*Materials provided*.
▬▬▬

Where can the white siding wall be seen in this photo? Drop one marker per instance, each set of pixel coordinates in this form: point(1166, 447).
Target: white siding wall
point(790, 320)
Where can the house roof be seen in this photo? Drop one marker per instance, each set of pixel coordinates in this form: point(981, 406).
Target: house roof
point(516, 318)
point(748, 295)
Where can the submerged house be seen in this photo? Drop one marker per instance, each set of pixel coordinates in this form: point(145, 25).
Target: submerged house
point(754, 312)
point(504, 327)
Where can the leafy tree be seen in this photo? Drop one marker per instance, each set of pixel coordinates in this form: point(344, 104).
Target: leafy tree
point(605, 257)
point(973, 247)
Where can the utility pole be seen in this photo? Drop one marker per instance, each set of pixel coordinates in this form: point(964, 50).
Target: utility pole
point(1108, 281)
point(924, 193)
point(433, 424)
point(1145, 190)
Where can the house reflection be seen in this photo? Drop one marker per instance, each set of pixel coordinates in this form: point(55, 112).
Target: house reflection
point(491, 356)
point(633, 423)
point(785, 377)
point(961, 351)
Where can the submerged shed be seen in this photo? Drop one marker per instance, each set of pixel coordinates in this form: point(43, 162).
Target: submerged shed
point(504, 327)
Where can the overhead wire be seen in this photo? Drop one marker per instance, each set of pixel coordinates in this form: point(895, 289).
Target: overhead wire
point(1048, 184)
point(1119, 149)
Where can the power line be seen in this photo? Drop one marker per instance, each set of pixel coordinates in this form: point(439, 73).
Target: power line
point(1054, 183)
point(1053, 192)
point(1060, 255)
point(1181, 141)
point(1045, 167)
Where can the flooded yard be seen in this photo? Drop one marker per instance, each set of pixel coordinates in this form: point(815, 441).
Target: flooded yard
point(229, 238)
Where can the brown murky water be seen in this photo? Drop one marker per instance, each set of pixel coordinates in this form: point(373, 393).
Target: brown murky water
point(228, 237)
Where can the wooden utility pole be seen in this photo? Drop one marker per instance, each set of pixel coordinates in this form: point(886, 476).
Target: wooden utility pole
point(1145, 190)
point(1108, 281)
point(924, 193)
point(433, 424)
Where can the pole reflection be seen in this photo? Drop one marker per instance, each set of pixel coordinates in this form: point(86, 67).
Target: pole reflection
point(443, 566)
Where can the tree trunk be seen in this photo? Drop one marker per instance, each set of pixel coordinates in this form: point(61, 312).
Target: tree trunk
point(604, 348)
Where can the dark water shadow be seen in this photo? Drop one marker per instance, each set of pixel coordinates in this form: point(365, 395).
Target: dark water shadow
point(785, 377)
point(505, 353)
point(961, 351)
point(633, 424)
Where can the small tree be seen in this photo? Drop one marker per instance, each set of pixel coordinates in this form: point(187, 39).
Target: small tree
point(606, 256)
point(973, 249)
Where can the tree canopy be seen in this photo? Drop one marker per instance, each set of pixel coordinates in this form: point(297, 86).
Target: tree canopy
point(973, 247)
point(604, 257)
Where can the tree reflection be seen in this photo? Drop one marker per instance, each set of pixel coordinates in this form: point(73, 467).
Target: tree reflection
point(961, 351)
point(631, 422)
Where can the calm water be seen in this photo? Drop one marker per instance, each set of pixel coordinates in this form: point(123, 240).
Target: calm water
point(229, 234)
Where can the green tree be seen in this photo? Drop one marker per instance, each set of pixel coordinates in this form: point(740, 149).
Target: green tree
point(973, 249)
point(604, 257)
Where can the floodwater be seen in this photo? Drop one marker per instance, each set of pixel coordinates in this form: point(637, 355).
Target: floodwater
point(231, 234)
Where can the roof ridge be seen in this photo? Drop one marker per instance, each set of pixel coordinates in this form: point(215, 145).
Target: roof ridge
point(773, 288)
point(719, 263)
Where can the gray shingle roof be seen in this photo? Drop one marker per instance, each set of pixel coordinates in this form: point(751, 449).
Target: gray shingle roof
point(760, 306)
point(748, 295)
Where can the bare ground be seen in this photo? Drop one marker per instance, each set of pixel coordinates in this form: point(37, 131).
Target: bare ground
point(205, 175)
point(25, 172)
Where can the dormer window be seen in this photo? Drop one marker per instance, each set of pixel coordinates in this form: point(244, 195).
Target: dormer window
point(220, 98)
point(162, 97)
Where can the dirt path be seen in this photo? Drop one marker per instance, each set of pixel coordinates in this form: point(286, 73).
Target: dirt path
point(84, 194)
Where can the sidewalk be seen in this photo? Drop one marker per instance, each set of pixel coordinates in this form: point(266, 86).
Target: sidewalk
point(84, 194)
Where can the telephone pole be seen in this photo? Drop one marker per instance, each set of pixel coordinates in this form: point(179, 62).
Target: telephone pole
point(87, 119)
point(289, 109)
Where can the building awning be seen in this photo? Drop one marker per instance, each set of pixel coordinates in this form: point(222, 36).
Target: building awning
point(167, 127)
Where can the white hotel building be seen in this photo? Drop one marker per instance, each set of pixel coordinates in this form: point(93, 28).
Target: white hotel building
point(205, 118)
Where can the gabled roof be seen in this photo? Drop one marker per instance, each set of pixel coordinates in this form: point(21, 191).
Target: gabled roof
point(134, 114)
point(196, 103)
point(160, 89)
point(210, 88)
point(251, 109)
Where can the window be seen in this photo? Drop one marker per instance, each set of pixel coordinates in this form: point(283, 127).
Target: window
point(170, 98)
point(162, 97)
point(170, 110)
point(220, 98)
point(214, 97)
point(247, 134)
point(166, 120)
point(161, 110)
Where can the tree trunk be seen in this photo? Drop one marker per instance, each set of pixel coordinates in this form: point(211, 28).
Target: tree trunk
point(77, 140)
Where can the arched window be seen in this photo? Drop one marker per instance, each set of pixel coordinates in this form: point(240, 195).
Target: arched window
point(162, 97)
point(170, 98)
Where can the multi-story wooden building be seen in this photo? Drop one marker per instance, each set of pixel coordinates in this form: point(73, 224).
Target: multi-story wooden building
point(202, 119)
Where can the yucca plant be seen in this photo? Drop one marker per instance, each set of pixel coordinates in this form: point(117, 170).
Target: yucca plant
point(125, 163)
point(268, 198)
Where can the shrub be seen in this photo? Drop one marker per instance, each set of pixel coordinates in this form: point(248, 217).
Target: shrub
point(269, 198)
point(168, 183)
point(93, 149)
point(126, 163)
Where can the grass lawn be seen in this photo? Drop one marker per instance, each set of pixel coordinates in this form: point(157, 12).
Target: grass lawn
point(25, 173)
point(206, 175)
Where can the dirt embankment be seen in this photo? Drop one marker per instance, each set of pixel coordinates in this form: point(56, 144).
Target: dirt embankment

▬▬▬

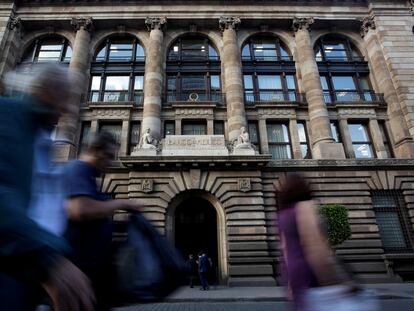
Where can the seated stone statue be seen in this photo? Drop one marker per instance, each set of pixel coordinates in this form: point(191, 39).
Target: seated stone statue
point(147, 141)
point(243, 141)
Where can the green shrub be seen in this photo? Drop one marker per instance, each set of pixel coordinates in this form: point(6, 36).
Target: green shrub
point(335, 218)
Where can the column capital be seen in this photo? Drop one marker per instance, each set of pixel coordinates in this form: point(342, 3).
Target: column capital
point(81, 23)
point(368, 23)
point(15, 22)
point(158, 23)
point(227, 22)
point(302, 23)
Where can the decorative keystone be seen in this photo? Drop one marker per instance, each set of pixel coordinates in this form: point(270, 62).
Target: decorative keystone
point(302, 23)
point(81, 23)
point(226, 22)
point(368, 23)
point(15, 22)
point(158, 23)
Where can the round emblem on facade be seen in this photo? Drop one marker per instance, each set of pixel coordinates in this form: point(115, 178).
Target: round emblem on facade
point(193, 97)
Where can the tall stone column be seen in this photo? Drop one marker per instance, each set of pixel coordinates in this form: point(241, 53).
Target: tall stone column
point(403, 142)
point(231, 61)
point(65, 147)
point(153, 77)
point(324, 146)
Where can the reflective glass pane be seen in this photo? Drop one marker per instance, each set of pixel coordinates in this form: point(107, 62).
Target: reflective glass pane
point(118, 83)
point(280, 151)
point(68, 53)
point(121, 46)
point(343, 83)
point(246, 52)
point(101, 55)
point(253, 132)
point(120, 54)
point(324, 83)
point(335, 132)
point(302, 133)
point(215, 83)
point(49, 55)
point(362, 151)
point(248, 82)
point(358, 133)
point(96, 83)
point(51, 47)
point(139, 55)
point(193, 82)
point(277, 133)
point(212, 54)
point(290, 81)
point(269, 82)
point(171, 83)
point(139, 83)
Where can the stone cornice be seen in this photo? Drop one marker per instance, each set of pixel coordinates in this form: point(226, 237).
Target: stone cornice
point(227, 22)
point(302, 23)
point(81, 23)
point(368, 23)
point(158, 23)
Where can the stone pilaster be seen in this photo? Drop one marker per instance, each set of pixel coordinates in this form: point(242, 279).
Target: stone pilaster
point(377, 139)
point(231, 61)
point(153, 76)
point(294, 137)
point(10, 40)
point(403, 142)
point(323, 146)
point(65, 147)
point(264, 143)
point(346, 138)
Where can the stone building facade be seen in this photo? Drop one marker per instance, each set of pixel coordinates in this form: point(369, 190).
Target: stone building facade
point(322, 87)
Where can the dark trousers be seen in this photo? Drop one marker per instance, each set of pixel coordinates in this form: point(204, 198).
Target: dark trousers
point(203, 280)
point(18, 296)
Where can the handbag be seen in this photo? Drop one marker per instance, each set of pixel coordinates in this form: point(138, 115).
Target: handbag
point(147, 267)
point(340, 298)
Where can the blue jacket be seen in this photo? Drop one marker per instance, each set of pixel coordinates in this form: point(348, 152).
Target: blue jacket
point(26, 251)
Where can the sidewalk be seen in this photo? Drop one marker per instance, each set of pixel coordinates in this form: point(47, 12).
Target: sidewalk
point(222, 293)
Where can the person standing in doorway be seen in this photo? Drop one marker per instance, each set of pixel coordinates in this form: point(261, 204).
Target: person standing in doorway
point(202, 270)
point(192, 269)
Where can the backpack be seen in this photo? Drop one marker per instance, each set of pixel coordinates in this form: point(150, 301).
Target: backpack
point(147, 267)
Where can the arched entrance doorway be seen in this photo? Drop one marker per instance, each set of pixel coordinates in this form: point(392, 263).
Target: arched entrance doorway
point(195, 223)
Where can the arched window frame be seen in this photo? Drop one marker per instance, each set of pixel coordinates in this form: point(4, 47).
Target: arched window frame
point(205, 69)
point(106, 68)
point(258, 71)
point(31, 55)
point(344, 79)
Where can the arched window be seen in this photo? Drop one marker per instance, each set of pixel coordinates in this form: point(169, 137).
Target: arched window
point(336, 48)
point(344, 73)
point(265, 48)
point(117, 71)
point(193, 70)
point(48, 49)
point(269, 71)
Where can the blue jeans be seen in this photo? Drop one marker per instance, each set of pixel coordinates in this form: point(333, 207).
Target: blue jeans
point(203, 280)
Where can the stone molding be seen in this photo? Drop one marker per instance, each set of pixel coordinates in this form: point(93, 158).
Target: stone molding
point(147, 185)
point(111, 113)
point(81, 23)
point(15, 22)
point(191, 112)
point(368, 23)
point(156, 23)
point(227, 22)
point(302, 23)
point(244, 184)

▬▬▬

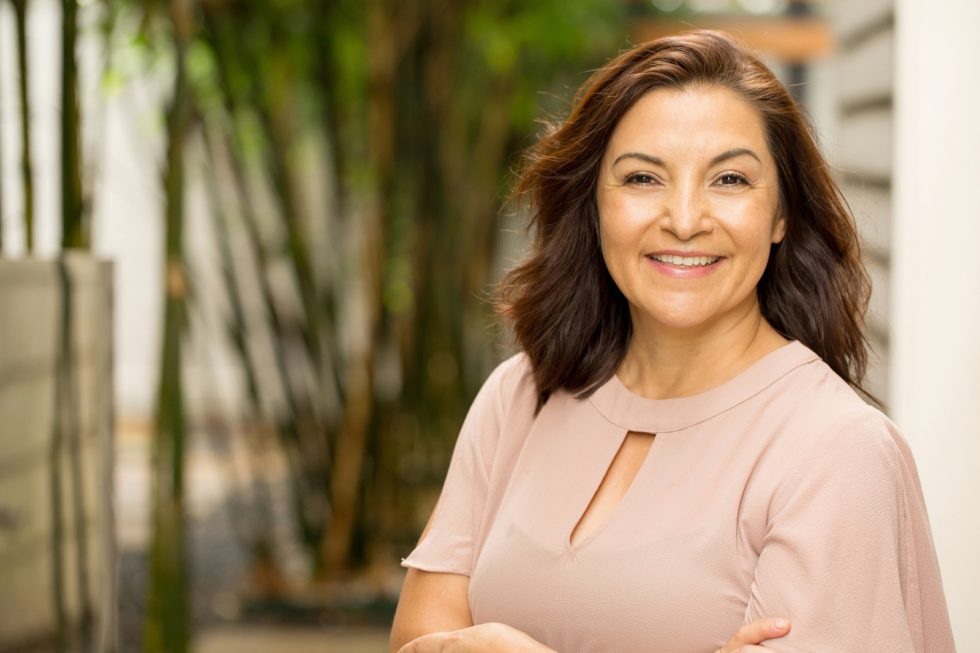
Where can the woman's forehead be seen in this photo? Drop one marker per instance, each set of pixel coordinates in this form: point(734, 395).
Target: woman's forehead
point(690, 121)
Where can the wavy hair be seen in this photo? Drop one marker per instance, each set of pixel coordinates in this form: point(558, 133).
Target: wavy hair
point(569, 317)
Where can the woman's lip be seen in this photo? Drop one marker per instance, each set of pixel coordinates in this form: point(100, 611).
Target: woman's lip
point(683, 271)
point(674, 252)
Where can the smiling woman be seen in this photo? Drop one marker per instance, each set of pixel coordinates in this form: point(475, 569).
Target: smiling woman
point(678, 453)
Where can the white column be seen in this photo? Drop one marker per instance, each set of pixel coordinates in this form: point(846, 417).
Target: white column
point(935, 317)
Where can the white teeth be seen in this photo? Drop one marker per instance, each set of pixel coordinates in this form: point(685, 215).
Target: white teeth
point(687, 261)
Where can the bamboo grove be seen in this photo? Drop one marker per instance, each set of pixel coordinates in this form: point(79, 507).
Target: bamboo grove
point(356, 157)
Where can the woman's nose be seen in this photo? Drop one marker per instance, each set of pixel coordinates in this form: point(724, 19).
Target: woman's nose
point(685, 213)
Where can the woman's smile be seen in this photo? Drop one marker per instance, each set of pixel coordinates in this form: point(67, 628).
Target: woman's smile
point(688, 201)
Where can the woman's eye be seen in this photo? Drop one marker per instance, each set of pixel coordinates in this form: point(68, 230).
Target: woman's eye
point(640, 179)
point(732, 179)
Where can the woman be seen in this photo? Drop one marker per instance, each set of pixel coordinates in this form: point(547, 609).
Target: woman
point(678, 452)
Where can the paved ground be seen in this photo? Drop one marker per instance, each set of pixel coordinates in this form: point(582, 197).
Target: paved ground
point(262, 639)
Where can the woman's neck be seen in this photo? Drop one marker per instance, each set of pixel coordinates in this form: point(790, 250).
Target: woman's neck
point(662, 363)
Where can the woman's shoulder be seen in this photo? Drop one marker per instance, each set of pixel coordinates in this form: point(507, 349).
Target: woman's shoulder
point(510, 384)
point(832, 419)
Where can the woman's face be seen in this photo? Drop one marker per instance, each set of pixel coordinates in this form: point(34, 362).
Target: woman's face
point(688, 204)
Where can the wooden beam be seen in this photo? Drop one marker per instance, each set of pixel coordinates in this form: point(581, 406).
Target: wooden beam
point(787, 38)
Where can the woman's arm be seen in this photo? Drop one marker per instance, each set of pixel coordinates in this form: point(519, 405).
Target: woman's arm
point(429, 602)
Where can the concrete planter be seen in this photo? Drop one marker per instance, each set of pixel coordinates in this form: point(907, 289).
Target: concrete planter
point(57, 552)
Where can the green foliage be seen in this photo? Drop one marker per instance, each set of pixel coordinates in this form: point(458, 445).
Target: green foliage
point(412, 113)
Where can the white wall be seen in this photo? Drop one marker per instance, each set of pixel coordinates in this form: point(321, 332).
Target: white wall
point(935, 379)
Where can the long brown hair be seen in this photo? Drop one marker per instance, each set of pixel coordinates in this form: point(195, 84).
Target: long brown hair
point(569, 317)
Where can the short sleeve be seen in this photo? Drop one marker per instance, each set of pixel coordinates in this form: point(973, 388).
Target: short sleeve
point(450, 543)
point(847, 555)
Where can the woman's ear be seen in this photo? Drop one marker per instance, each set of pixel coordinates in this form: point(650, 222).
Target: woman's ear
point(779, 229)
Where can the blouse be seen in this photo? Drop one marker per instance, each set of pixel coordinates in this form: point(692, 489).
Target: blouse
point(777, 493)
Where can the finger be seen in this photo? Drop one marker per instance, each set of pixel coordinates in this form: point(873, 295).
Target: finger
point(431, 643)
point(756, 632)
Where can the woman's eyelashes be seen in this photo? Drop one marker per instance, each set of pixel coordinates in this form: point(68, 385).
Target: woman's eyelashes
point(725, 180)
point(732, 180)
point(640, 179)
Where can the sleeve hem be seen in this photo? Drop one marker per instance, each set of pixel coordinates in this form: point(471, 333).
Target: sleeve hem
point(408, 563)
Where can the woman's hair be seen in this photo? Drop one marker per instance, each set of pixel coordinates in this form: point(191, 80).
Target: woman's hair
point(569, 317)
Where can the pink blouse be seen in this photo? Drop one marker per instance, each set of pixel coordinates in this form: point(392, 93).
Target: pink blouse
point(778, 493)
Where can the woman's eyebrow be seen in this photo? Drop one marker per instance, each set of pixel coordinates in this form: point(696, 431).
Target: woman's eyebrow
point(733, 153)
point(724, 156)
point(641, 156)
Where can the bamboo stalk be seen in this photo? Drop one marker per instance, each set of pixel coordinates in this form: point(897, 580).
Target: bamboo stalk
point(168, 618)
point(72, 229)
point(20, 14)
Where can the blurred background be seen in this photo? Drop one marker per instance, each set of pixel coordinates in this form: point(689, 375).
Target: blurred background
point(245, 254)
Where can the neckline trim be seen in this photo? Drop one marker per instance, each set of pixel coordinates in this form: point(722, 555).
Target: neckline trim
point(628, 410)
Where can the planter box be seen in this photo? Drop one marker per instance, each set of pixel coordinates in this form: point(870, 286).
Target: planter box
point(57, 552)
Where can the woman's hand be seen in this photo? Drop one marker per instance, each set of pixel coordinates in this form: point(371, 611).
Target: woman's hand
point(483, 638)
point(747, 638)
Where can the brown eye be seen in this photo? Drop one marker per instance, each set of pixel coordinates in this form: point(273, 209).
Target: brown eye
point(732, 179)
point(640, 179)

▬▬▬

*Your goal*. Copy verbatim the stretch of records from the line containing "Where can the white column" through the line containing "point(687, 261)", including both of those lines.

*Result for this task*.
Where can the white column be seen in this photo? Drop one marker per instance, each set of pixel coordinates in this form: point(846, 417).
Target: white column
point(935, 317)
Where can the white teeth be seen in this photo? Drop one marker per instance, each set of pixel coordinates in this form: point(685, 215).
Target: white teeth
point(687, 261)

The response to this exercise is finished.